PASSAGE TO READ:
-- Opening Marker --

Robin Whitfield is a Mississippi artist whose mission is to connect to nature and help others do the same. Her creative work begins with observations of nature in rivers, swamps and forests. Her paintings are poetic explorations of visual and ecological relationships. Robin works on paper with traditional watercolors or directly with foraged plant & mineral pigments. Robin graduated from Delta State University in 1996 with a BFA in painting. She gives creative workshops and exhibits her work where art, nature and conservation overlap. In 2018 she founded the non-profit Friends of Chakchiuma Swamp to manage and interpret Lee Tartt Nature Preserve located near her downtown studio. She is currently serving as executive director. Robin Whitfield lives and works from her studio in Grenada, Mississippi.


Marc Williams photo

 

Marc Williams

Ethnobiologist Marc Williams has taught hundreds of classes to thousands of people about plants, humans, other life forms and their interface. His training includes a B.A. in Environmental Studies/Sustainable Agriculture from Warren Wilson College with a minor in Business and a M.A. in Appalachian Studies/Sustainable Development from Appalachian State University with a minor in Planning/Geography. He has over 20 years of experiences working at various restaurants, farms, and travels throughout 30 countries in Central/North/South America, Europe and all 50 states in the USA. More information can be found at www.botanyeveryday.com and www.plantsandhealers.org.


Thomas Woltz

 

Thomas Woltz

Thomas L. Woltz, Senior Principal of Nelson Byrd Woltz Landscape Architects (NBW), leads his firm in the artful creation and revitalization of public landscapes. Working at the intersection of culture and ecology for the sustainability of the public realm, Thomas has led the expansion of NBW to include scientists and historians as integral contributors to the design of projects ranging from restoration ecology in large urban parks to post-industrial sites and educational campuses. Through this collaborative and cross-disciplinary approach, NBW’s designs reveal lost or erased histories in the landscape. The work of NBW now stretches across thirty states and twelve countries.

-- Closing Marker --

RECORD SET:
-- Opening Marker --

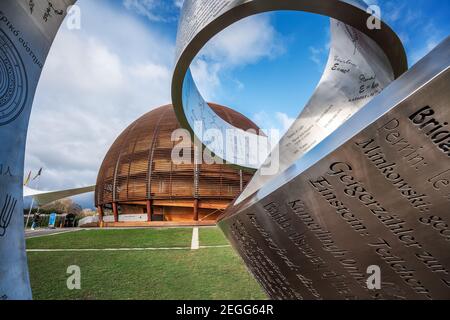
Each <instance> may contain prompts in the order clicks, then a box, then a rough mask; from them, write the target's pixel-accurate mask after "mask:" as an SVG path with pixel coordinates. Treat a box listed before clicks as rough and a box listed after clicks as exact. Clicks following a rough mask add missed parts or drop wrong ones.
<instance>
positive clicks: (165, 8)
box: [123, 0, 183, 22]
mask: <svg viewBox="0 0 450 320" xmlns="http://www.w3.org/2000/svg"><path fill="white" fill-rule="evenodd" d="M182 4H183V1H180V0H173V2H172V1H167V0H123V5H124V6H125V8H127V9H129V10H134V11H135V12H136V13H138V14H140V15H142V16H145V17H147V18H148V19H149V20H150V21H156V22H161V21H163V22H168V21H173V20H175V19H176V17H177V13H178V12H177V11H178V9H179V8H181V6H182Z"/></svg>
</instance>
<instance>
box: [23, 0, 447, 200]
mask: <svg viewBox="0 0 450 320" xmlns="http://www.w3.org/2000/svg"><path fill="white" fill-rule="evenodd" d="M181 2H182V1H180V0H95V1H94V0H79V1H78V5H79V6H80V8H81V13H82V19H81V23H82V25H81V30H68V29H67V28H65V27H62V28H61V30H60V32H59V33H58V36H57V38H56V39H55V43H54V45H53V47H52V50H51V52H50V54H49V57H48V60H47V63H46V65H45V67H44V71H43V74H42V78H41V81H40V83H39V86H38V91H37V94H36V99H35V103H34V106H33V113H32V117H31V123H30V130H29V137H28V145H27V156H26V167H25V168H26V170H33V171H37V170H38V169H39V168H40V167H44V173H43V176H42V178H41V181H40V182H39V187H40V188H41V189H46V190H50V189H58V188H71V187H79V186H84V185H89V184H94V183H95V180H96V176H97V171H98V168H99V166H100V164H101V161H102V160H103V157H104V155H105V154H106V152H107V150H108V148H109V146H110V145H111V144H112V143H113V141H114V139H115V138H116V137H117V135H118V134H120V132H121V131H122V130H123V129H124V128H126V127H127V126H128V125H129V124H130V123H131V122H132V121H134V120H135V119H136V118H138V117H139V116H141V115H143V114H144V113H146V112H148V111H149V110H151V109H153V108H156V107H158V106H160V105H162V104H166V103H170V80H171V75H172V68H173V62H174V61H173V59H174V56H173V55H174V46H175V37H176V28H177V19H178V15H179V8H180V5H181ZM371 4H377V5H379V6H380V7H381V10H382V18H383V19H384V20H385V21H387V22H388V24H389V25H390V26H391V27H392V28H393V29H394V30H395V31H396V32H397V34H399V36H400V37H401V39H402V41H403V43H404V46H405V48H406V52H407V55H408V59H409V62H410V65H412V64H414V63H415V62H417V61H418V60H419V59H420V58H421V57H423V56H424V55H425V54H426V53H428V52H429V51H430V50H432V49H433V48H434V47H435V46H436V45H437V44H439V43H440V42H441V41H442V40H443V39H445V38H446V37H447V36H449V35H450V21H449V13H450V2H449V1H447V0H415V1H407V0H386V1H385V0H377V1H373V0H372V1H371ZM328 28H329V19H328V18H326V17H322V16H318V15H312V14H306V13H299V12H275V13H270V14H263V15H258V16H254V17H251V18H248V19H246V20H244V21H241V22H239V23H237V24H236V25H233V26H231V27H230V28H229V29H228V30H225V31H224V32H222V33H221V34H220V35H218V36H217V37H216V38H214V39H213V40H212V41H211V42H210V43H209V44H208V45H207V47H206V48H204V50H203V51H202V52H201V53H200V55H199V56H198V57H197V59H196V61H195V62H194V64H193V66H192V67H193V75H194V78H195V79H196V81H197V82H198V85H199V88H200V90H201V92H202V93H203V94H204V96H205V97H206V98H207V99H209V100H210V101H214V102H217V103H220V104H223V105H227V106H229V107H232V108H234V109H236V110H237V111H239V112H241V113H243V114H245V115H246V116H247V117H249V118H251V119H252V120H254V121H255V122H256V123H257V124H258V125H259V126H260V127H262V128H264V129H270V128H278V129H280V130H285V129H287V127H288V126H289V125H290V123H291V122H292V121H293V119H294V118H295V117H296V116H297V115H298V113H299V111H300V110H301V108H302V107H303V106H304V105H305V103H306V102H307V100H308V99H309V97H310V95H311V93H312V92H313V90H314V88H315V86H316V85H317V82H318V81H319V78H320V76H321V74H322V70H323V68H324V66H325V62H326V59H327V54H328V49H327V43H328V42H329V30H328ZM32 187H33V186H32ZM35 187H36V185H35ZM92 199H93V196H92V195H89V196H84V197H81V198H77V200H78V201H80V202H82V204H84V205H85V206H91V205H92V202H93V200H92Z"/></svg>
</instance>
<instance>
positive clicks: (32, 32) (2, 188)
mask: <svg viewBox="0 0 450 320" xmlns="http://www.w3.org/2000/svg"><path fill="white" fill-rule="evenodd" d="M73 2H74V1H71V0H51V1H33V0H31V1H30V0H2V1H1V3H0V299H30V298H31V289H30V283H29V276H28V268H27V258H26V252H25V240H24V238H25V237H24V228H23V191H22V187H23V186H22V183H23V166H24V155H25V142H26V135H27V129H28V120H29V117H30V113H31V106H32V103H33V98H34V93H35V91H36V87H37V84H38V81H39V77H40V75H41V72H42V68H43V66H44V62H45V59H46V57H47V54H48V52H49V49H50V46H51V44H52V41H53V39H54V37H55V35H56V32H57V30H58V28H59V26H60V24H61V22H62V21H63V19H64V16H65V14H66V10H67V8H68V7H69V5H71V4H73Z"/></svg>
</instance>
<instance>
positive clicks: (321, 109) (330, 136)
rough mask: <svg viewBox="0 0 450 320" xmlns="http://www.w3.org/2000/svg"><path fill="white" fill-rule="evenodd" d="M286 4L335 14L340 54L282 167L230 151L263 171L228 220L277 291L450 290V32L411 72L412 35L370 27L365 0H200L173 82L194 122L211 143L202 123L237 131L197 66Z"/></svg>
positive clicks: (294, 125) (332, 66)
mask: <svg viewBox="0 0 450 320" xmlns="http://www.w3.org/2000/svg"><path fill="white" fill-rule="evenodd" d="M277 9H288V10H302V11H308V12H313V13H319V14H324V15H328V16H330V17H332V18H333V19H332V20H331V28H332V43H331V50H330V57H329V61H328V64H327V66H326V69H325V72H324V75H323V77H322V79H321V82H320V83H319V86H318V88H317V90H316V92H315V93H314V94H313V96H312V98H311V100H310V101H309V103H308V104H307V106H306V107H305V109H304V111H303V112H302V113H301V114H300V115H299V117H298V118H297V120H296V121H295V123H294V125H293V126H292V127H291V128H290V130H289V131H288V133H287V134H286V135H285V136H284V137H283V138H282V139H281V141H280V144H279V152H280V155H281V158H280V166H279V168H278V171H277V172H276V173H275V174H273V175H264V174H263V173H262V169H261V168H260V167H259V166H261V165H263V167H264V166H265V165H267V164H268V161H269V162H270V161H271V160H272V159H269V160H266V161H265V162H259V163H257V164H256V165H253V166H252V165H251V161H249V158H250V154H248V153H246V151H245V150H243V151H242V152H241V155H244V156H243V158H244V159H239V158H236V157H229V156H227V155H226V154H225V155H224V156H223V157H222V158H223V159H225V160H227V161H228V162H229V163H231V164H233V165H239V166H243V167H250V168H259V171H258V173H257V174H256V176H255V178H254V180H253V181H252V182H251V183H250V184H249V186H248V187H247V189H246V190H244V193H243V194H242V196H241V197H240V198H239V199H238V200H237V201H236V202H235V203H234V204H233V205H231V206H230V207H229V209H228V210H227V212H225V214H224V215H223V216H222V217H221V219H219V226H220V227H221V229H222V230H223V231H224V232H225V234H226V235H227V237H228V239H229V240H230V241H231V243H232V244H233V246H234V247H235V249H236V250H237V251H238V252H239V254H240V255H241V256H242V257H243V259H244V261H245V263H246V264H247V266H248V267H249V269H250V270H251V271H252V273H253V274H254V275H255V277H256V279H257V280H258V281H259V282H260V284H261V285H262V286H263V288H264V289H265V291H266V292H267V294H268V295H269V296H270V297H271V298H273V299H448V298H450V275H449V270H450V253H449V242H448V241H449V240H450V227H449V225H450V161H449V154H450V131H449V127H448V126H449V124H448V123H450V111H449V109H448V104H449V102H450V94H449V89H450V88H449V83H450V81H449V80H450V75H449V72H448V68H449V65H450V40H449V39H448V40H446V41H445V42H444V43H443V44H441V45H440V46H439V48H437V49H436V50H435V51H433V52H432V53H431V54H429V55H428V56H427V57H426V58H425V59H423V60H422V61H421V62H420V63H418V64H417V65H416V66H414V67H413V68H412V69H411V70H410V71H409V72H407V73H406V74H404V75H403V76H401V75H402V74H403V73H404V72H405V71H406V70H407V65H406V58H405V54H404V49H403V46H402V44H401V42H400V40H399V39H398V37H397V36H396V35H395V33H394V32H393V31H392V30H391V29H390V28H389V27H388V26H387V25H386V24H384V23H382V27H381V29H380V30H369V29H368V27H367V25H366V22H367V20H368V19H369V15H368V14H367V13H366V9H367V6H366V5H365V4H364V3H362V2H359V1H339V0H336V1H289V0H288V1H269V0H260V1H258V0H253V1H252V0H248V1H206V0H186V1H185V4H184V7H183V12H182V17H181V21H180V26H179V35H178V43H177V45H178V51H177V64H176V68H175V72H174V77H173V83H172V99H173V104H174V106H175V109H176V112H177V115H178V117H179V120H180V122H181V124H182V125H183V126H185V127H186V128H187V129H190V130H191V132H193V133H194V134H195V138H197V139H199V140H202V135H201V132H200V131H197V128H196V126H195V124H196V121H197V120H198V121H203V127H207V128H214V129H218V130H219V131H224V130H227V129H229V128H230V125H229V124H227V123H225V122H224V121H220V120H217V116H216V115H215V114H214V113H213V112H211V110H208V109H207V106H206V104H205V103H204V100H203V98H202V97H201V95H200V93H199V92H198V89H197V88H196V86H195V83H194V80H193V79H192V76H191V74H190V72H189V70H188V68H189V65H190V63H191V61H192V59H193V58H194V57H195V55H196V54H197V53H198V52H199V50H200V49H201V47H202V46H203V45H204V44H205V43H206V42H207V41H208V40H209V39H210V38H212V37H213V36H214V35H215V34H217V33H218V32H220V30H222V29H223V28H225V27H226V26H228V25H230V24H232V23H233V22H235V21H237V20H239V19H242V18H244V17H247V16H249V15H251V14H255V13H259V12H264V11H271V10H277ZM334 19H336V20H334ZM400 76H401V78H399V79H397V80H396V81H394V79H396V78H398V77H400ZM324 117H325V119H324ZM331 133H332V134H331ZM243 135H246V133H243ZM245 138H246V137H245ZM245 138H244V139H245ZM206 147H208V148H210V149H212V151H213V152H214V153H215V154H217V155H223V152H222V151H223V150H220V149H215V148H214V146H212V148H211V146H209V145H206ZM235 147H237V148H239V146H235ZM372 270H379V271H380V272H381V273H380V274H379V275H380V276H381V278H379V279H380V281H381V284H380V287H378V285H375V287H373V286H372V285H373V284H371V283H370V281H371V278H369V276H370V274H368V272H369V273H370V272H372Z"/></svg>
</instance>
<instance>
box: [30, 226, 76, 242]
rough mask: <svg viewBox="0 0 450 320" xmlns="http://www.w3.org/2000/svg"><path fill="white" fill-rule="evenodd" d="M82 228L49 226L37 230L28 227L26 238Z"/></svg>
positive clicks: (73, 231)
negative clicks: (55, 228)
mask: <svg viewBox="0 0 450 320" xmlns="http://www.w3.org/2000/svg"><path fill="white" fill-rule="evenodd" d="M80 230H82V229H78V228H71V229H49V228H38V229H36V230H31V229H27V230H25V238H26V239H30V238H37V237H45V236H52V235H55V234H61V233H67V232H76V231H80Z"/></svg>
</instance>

-- Closing Marker --

EXERCISE REQUIREMENTS:
(1) In the biographies, rewrite the paragraph that begins "Ethnobiologist Marc Williams has taught" as a short bulleted list that keeps its main facts.
(2) Write the next part of the biographies, following on from the paragraph about Thomas Woltz.

ANSWERS TO THE PROBLEMS:
(1)
- Marc Williams is an ethnobiologist. He has taught hundreds of classes to thousands of people about plants, humans, other life forms and how they interact.
- He holds a B.A. in Environmental Studies/Sustainable Agriculture, with a minor in Business, from Warren Wilson College.
- He holds an M.A. in Appalachian Studies/Sustainable Development, with a minor in Planning/Geography, from Appalachian State University.
- He has over 20 years of experience working at restaurants and farms.
- He has traveled through 30 countries in Central, North and South America and Europe, and through all 50 US states.
- More information is at www.botanyeveryday.com and www.plantsandhealers.org.

(2)
Zach Woods

 

Zach Wood

Zach Wood is an ecologist and land manager with a focus on grassland restoration. A native of Georgia, Zach grew up near Swainsboro in central Georgia. He earned his B.S. in Natural Resource Management with a wildlife focus from Abraham Baldwin Agricultural College in Tifton, GA. With over seven years of experience in habitat restoration and land management, Zach has worked extensively to improve habitats for imperiled species such as the eastern indigo snake and the red-cockaded woodpecker, utilizing tools such as heavy equipment, herbicides, and prescribed fire. He was also part of the team that developed the new Georgia Native Seed Network. Zach manages the Georgia Native Seed Network, focusing on making native plant materials more accessible and supporting habitat restoration efforts across the region.


jeff zahner photo

 

Jeffrey Zahner

Jeffrey Zahner grew up in Highlands, NC, and has spent most of his life outdoors, developing a deep appreciation and knowledge of the southern Blue Ridge. A lifelong interest in botany and gardening led to a degree in Horticulture from Clemson University, and eventually the start of Chattooga Gardens Nursery, a garden center in Cashiers, NC. Providing knowledge and availability of native plants for gardeners, landscapers, and architects is central to Chattooga Gardens’ mission. For decades, Jeff has been working with the rare Oconee Bells (Shortia galacifolia), learning its needs in propagation and production. A long-time contributor to the Cullowhee Native Plant Conference, Jeff has been leading field trips for over 20 years and is a true believer in the power of nature education. Looking to the future, with development of natural areas increasing over the region, Jeff has served on the board of the Highlands-Cashiers Land Trust for 20+ years, protecting land for future generations.